(Records to use Opens)

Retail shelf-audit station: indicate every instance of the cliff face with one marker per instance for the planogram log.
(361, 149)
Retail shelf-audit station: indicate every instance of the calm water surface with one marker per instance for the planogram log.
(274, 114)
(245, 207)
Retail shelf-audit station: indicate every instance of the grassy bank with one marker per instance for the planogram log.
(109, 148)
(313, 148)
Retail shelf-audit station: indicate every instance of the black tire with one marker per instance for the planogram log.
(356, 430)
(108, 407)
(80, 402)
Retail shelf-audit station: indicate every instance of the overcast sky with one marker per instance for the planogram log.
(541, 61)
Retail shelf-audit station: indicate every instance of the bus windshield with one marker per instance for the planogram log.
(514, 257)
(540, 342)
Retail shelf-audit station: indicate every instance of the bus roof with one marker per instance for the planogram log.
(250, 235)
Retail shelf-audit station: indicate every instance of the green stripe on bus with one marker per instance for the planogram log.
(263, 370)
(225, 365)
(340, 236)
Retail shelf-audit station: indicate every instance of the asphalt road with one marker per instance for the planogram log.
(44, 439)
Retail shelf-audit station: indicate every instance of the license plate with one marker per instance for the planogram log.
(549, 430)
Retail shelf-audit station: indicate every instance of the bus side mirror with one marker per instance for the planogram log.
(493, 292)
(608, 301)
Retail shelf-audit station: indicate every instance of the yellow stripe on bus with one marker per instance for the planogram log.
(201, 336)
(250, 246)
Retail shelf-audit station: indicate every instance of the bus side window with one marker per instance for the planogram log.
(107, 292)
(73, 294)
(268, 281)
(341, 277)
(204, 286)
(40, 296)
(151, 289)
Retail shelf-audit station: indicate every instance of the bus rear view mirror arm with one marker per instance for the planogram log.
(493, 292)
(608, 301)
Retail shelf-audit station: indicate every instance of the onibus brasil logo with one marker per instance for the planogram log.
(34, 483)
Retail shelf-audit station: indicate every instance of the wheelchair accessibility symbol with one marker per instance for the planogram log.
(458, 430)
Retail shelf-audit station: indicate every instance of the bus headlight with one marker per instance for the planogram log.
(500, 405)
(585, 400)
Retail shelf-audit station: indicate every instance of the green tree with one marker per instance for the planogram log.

(Records to use Closes)

## Assignment
The material above needs to be copied out in full, exactly as given.

## Written answer
Retail shelf-audit station: indicate every instance of the cliff face with one marker per instance for the planogram log.
(361, 149)
Retail shelf-audit station: indicate every instance of the calm water surface with one marker per instance for the planogram log.
(274, 114)
(245, 207)
Retail shelf-audit station: indicate every instance of the grassy bank with one marker per instance for the planogram log.
(109, 148)
(313, 148)
Retail shelf-audit station: indicate every instance of the black tire with one marker per instance for the planogram log.
(356, 430)
(108, 407)
(80, 402)
Retail shelf-audit station: indicate every instance of the overcast sky with one marker per instance for the planogram log.
(541, 61)
Retail shelf-audit station: indicate every instance of the bus windshield with one marker per instance for the planogram log.
(514, 257)
(540, 342)
Retail shelf-audit station: indicate every instance of the bus roof with one marker per instance for the planogram log.
(250, 235)
Retail shelf-audit station: indicate every instance of the green stripe on bus with one marker per instance for the planogram log.
(263, 370)
(225, 365)
(340, 236)
Retail shelf-audit station: indicate every instance of the asphalt road with one marker per instance for the planogram log.
(44, 439)
Retail shelf-audit station: indicate every instance of the license plate with one marker per instance for the planogram log.
(549, 430)
Retail shelf-audit station: indicate every instance of the bus side mirror with one marker per instance for the planogram log.
(493, 292)
(608, 301)
Retail shelf-audit station: indicate every instance of the yellow stripe on bus with one marker per instance for the planogram log.
(201, 336)
(250, 246)
Retail shelf-audit station: indicate every instance of the bus side window with one marker per instance for the planogram log.
(107, 292)
(73, 294)
(268, 281)
(341, 277)
(204, 286)
(40, 296)
(151, 289)
Retail shelf-audit station: indicate every instance of the bus rear view mirror arm with one marker per instance for the planogram log.
(493, 292)
(608, 301)
Retail shelf-audit station: indicate every instance of the onibus brasil logo with one marker per instance for the planogram log.
(34, 483)
Retail shelf-audit station: indicate every instance of the wheelchair accessibility symbol with one marker per instance for the planogram log.
(458, 430)
Retail shelf-audit station: indicate every instance of the bus headlight with one marker per instance for the planogram log.
(500, 405)
(585, 400)
Retail shelf-audit station: indicate every instance of the green tree with one marker per instance for the planogram log.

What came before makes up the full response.